▶ BRIEF: The reply should contain only the lines from the start of the records through the line with "box: [260, 198, 442, 211]", reproduced verbatim and without pictures.

▶ THE INPUT:
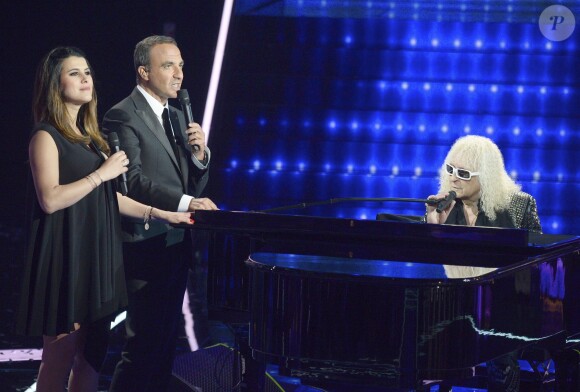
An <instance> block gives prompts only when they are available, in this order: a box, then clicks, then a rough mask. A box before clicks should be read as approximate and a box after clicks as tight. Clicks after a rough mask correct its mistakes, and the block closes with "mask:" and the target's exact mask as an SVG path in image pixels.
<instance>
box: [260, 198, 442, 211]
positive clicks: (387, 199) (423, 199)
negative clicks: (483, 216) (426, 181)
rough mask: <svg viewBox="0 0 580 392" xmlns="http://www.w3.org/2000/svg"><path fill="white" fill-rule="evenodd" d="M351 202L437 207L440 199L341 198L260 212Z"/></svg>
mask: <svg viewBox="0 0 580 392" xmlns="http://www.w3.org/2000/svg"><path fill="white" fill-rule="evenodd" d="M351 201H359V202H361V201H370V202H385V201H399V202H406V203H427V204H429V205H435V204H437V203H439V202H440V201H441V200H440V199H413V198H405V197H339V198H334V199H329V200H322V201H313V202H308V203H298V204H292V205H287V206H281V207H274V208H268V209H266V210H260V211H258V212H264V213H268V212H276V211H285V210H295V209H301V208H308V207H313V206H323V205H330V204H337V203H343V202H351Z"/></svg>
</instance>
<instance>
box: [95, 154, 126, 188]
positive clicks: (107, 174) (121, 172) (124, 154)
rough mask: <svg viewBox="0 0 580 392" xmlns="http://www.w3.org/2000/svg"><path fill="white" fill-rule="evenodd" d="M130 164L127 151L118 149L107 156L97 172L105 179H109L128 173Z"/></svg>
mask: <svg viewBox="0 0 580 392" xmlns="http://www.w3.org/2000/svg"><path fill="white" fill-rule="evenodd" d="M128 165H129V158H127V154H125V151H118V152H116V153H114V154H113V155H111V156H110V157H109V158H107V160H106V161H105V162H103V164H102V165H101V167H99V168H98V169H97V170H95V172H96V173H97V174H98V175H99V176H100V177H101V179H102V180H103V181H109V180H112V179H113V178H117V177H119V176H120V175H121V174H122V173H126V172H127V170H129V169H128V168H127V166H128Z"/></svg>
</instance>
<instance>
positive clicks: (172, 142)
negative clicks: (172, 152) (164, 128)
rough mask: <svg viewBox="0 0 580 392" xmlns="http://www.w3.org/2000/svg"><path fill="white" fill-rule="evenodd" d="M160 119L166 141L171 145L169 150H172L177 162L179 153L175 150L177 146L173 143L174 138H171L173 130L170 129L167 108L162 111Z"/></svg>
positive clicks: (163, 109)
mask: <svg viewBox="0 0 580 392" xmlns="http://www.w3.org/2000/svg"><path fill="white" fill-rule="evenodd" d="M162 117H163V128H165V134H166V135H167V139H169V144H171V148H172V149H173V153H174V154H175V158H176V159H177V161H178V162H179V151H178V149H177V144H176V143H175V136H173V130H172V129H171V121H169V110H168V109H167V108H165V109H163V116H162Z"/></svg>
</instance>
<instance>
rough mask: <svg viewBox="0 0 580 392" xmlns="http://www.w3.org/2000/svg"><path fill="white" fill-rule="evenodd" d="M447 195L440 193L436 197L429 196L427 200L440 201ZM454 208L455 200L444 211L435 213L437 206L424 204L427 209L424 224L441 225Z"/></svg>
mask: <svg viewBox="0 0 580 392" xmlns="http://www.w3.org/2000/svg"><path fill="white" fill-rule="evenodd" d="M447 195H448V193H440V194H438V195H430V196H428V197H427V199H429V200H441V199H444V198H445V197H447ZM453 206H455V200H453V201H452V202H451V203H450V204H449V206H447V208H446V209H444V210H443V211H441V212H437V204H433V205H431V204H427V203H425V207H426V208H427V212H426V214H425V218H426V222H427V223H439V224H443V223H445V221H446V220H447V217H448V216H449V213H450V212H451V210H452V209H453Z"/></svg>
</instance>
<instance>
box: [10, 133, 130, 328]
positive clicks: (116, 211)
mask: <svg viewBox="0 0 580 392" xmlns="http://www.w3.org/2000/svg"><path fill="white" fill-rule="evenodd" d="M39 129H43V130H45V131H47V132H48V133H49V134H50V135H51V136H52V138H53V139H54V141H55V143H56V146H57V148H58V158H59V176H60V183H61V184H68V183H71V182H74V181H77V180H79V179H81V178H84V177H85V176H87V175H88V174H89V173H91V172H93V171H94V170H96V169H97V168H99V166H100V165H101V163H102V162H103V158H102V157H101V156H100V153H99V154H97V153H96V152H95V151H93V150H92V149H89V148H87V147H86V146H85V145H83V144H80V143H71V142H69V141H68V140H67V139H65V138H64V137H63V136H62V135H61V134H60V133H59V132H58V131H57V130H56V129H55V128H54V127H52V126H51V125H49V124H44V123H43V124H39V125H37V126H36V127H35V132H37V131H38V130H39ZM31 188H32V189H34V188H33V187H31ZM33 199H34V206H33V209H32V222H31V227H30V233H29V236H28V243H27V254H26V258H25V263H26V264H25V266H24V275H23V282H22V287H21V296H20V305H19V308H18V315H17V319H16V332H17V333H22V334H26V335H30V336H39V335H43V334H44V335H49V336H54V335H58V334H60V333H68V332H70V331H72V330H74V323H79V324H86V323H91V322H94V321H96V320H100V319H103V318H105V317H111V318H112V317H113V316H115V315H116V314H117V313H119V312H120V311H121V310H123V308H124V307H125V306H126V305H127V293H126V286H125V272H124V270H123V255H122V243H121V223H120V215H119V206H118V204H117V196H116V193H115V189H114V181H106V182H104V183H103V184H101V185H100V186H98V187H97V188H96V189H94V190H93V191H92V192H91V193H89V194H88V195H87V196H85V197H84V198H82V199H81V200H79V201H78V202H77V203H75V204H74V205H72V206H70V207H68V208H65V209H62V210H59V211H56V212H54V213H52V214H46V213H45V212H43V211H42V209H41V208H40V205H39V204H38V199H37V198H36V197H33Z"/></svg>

▶ REPLY:
An <instance> block gives prompts only when they are available, in this order: a box, then clicks, then a rough mask. A box before clicks should be read as approximate and a box after clicks as tight. Clicks after a rough mask correct its mistakes, and the block closes with "mask:" and the target's exact mask as an SVG path in image pixels.
<instance>
box: [260, 198, 442, 211]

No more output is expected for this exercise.